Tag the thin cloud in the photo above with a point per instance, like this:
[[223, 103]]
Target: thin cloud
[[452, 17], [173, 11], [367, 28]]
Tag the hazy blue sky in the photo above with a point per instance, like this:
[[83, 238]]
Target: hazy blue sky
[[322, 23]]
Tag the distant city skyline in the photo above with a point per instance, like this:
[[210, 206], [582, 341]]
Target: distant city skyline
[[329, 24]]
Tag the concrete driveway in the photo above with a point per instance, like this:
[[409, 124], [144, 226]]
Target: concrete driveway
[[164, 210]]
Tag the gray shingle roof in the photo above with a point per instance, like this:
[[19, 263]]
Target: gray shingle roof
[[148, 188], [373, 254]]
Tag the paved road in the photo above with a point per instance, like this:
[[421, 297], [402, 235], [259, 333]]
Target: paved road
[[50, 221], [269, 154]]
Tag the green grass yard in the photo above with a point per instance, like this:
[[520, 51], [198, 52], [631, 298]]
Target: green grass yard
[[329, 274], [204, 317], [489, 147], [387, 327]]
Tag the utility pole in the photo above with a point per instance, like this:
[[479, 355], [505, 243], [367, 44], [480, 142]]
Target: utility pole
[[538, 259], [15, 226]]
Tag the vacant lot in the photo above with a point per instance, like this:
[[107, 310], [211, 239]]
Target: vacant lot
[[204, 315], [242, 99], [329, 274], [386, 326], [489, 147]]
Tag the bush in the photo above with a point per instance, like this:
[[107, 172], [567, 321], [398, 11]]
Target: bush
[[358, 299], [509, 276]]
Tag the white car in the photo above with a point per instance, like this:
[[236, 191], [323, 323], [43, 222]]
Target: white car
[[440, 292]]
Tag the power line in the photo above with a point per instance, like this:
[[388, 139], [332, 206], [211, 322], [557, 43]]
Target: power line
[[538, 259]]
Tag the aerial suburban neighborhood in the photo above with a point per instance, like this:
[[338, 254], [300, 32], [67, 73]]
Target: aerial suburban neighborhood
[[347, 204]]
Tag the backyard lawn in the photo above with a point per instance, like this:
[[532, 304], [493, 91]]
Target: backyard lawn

Prompt: Repeat all the entries above without altering anything.

Output of the task:
Tag the thin cloud in the photo above with a point per instance, like this:
[[223, 103]]
Target: thin cloud
[[452, 17], [173, 11], [367, 28]]
Tag the hazy blue sky in the photo above with a point per instance, like this:
[[83, 238]]
Target: hazy blue sky
[[322, 23]]
Tag the distant city skyline in the photo above with a point per instance, like this:
[[210, 206], [582, 341]]
Target: distant city skyline
[[329, 24]]
Tag the concrete driveway in the photo above with a point per instance, like this:
[[409, 124], [144, 226]]
Target: concrete driveway
[[164, 210]]
Tag the gray shingle roof in the photo above with a point per instance, like this:
[[19, 263]]
Target: gray shingle roof
[[148, 188], [373, 254]]
Tag the paved road in the photo above with a point per instance, like this:
[[421, 297], [402, 235], [259, 333]]
Target: paved road
[[50, 221], [269, 154]]
Tag the green grass yard in the photo above with a point per instance, like this:
[[520, 51], [198, 52], [631, 298]]
Target: green grass yard
[[329, 274], [204, 317], [489, 147], [387, 327]]
Tag the utility pole in the photo above with a point per instance, like this:
[[479, 355], [505, 243], [367, 44], [480, 142]]
Target: utility pole
[[538, 259], [15, 226]]
Tag the vacant lot in the photo above with a point per instance, like this:
[[107, 310], [211, 239]]
Target: vacant lot
[[204, 315], [242, 99], [329, 274], [386, 326], [489, 147]]
Tag the bush in the photo above with a point per instance, like this:
[[107, 172], [567, 321], [398, 11]]
Target: bush
[[358, 299], [509, 276]]
Tag the white car in the photo above with a point per instance, like this:
[[236, 191], [323, 323], [43, 222]]
Target: white car
[[440, 292]]
Tag the power line in the photo above with a point per instance, like this:
[[388, 139], [332, 206], [211, 322], [557, 43]]
Target: power line
[[538, 259]]
Tag the aerial suburban neighborhood in the photo above with a point per instance, like this:
[[338, 254], [300, 32], [67, 73]]
Target: aerial suburban neighborhood
[[347, 204]]
Tag the backyard lawn in the photo above with a point per instance, like this:
[[532, 304], [493, 91]]
Target: backyard lawn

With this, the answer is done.